**Exercise requirements:** Would you write out the entries again, exactly as they are, but without images?

**Natural-language object grounding data:**

* * *

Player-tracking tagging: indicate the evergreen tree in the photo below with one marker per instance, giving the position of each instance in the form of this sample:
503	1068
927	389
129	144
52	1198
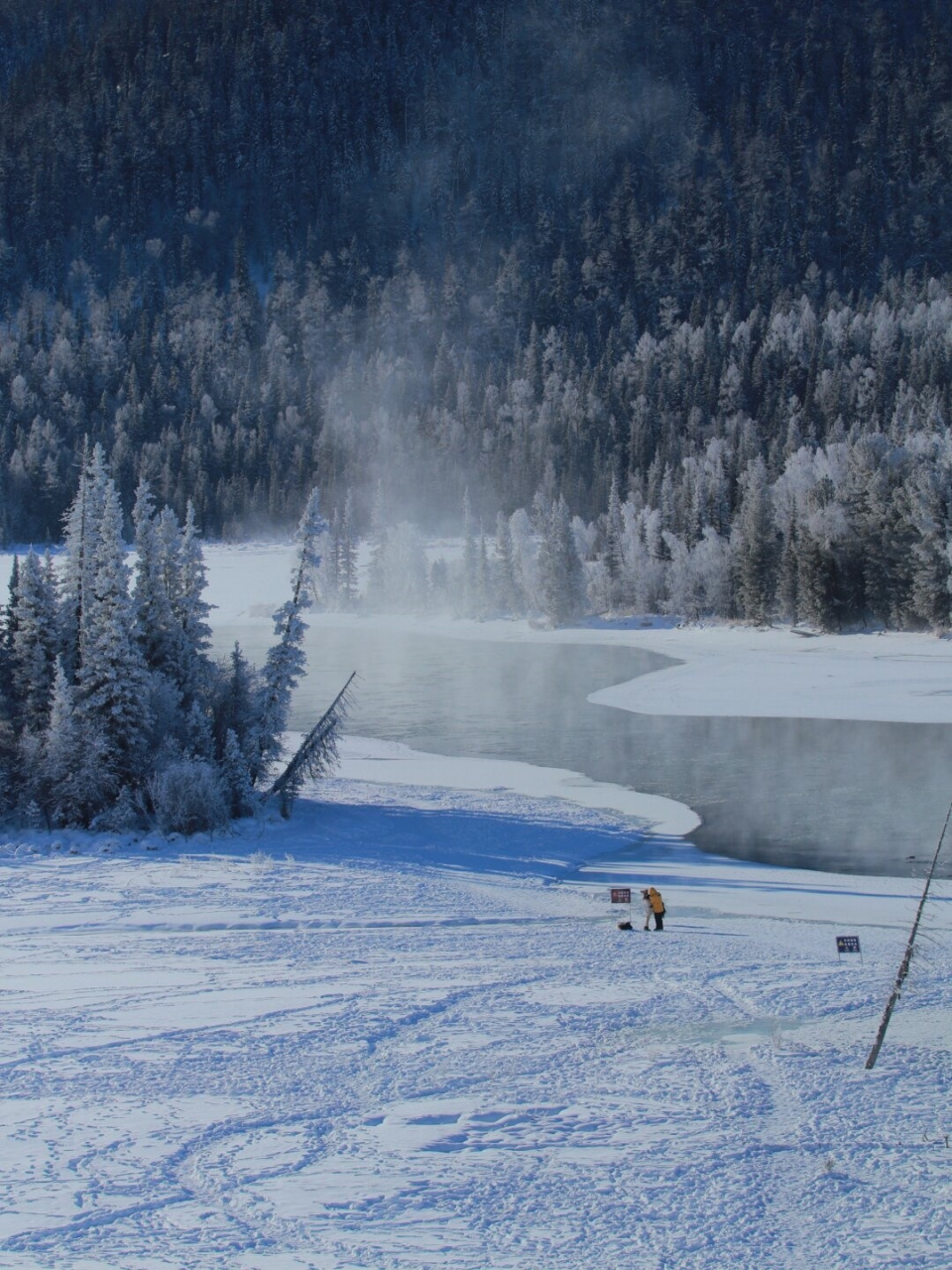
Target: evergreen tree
286	659
753	544
561	578
33	644
113	684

* * *

**Result of the task:**
Player-tracking tagging: indicate the evergreen tree in the photo below with one marker per instance, giving the position of each instance in the form of this sample:
503	1068
927	389
129	144
52	1198
Target: evergreen tree
286	659
753	544
561	578
33	644
113	684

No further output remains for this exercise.